### TASK REQUIREMENTS
Set down, in full, every record in the block.

### Point placement records
+ + + + + + +
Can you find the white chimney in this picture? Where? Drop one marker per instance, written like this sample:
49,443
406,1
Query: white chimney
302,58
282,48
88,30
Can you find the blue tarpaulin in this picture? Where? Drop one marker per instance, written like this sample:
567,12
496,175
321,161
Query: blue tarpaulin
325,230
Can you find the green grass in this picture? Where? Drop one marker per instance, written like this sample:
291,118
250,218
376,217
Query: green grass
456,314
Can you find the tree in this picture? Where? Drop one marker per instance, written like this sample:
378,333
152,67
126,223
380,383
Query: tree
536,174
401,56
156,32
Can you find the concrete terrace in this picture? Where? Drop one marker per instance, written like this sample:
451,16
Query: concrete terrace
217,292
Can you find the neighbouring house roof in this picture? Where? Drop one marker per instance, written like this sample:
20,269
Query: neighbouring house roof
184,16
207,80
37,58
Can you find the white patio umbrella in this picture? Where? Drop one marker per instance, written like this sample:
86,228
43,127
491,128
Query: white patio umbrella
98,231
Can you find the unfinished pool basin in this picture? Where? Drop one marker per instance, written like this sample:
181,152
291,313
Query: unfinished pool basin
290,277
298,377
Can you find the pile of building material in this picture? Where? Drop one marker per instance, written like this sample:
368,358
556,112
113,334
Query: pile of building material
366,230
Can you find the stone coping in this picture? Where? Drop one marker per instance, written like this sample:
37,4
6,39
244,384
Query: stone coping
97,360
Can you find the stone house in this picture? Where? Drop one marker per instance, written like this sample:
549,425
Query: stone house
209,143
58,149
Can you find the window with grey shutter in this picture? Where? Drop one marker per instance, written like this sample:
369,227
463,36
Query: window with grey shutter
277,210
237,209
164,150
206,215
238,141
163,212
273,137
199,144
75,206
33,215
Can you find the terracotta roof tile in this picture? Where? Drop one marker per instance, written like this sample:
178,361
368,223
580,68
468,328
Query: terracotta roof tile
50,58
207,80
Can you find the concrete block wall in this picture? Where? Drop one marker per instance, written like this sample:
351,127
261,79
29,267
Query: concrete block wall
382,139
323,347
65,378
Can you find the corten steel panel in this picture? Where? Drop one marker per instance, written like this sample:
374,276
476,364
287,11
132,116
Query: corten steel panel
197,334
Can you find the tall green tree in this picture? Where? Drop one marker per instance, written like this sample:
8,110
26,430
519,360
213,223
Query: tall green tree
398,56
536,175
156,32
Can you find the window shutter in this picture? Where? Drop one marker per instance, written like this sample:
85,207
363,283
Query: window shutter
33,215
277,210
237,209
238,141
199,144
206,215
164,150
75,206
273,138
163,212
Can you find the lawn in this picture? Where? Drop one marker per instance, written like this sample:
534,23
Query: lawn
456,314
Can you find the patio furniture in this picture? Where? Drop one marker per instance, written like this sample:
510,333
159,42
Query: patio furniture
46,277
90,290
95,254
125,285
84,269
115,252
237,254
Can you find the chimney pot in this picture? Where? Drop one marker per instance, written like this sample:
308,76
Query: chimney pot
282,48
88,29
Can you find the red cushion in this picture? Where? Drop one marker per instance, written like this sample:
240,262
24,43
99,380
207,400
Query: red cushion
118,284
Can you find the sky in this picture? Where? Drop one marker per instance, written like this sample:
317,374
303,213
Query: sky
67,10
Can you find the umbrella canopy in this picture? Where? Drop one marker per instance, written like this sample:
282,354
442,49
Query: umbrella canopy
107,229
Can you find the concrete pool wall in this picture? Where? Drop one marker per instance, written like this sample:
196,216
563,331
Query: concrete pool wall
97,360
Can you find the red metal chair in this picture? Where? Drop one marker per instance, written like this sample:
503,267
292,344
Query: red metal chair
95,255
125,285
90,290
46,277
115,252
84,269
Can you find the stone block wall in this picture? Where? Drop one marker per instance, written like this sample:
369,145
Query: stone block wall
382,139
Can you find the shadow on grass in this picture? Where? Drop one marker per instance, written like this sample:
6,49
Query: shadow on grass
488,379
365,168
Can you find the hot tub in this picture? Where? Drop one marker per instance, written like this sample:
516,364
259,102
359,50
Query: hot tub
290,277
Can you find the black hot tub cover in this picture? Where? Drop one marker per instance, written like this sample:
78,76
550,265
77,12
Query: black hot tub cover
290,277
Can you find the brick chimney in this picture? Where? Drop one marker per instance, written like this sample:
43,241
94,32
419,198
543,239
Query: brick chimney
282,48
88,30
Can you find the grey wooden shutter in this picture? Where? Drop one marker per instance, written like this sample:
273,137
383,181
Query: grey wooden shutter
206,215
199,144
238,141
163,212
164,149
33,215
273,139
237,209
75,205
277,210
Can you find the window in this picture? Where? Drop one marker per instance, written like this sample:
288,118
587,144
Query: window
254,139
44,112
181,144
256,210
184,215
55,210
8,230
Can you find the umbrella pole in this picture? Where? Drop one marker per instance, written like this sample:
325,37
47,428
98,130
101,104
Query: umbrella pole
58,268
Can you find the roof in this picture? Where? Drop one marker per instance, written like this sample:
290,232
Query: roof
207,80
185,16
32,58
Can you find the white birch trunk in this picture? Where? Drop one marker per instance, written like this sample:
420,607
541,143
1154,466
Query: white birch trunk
+ + + + + + +
### THE REPLY
Can you find the white chimney in this picture? Where? Drop one marker per instance, written like this sample:
49,443
406,1
Query: white chimney
302,58
282,48
88,30
Can you find the blue tarpaulin in this picture? Where? Drop one marker per instance, written like this sample:
567,12
496,175
321,161
Query: blue tarpaulin
325,230
Can you find the green grass in this picture? Where? Drop one marker per instance, written like this sample:
291,118
250,218
376,217
Query: green grass
456,314
Can you find the tree in this picture? Where? Drop one marker per instance, written like this sample:
378,333
152,67
126,223
380,383
Query: tree
536,174
401,56
156,32
Can you find the concrete terrace in this picture? Where? Drop one marker per instance, written like this sample:
451,16
Query: concrete terrace
217,292
Can you find the neighbouring house roof in this picture? Where? Drop one marker per instance, written like this sample:
20,269
Query: neighbouring house roof
184,16
207,80
37,58
Can you find the white patio umbrella in this picture? Where? Drop one marker per instance, written like this sample:
86,228
43,127
491,128
Query: white patio umbrella
98,231
Can you find the unfinished pool basin in this picture? Where? Drop one marker per instance, written like this sample:
181,152
291,313
Query: unfinished pool basin
290,277
298,377
Can you find the pile of building material in this picture? Where? Drop one marker per instance, written like this sample:
368,358
556,112
113,334
Query: pile of building material
366,230
Can you find the stone coping in this picture? Where? Drop one marker per instance, written like this sample:
37,4
6,39
244,384
Query: stone coping
97,360
Can you find the stone house in this picture? Where? Drop one marker per instance, written like this sample:
549,425
Query: stone house
209,143
58,149
Can you find the window with grey shutter in this picture? Where? Drop one marker per instance, written like this sample:
369,227
463,36
Query: window with grey shutter
277,210
237,209
164,150
206,215
238,141
163,212
273,137
199,144
75,206
33,215
Can you find the terracotta roof tile in this picture? Where? Drop one marker per instance, written like this sample:
178,361
368,223
580,68
468,328
Query: terracotta roof tile
50,58
207,80
Can you find the concrete block wall in this picture? Where? Drop one marker per instance, written like this sample:
351,127
261,79
29,267
Query: concrete block wall
382,139
323,347
65,378
Can you find the corten steel panel in this picture? Where? Drop one marker per instance, written like this sample:
374,276
476,364
287,11
132,116
Query: corten steel panel
197,334
Can you find the tall green tree in this picture? Where? Drop one marker per instance, written like this sample:
8,110
26,430
519,360
213,223
Query: tall green tree
398,56
536,175
156,32
Can you find the window shutter in this picture? Where? Drop one marker per instance, written like this sample:
85,207
363,283
Query: window shutter
33,215
277,210
237,209
238,141
199,144
206,215
164,150
75,206
273,138
163,212
Can you find the lawn in this picture? Where? Drop one marker per instance, written like this sample:
534,23
Query: lawn
456,314
Can you find the patio furniture in this picture? Where? Drop one marker per instance, written like this sample:
510,333
159,42
Query: patio furniture
46,277
90,290
95,254
125,285
84,269
115,252
237,254
Can you find the chimney pot in this picture? Where? Drop one marker per instance, written like this sample:
308,76
Query: chimney pot
282,48
88,29
Can you find the red cushion in this picture? Where? Drop one marker per instance, written like this sample:
240,262
24,43
99,380
207,400
Query: red cushion
118,284
Can you find the sky in this picture? Where? Drop one marker per instance, written like this sample:
317,374
303,213
Query: sky
67,10
Can you find the umbrella canopy in this picture? Where? Drop one marker per instance, written like this sample:
282,354
442,49
Query: umbrella canopy
107,229
Can you find the concrete pool wall in this picture? Where? Drop one marker per instance, written like this sample:
196,216
563,331
Query: concrete pool wall
97,360
Can you find the red metal chair in this picture? Where? Drop one marker per instance, written like this sample:
503,267
292,344
Query: red metal chair
95,255
125,285
90,290
46,277
115,252
84,269
Can you find the stone block wall in this picture? Where? Drop one marker per instance, written like this sample:
369,145
Query: stone block wall
382,139
Can you find the shadow on grass in this picture? Where? Drop one marker per instance, written like this sample:
6,49
Query: shadow on grass
488,379
365,168
Can you find the hot tub in this picture? Where? Drop one marker per instance, written like this sample:
516,364
259,102
359,50
Query: hot tub
290,277
Can you find the black hot tub cover in this picture? Where? Drop one marker per instance, written like this sample:
78,76
550,265
77,12
Query: black hot tub cover
290,277
Can you find the brick chimney in this picture? Where? Drop one marker per instance, written like this sample:
43,241
94,32
419,198
543,239
Query: brick chimney
282,48
88,30
Can you find the grey wooden shutter in this picture? Where? Drop one marker per instance, written like this sample:
273,137
383,181
Query: grey wooden shutter
206,215
199,144
238,141
163,212
164,149
33,215
273,139
237,209
75,205
277,210
Can you find the window in this picture? Where? Drop one marker per instance, written like this sample:
288,118
587,144
Query: window
254,139
44,112
181,144
256,210
184,215
55,210
8,230
Can you find the umbrella pole in this picture? Where? Drop one marker per instance, written like this sample:
325,37
47,428
98,130
101,104
Query: umbrella pole
58,268
Can you find the roof in this picture? Where? Drop one marker per instance, written like this sample:
290,232
Query: roof
207,80
185,16
32,58
Can you find the white birch trunk in this picture? Where? Drop one marker per instance, written like this sample:
420,607
541,143
1154,466
Query: white birch trunk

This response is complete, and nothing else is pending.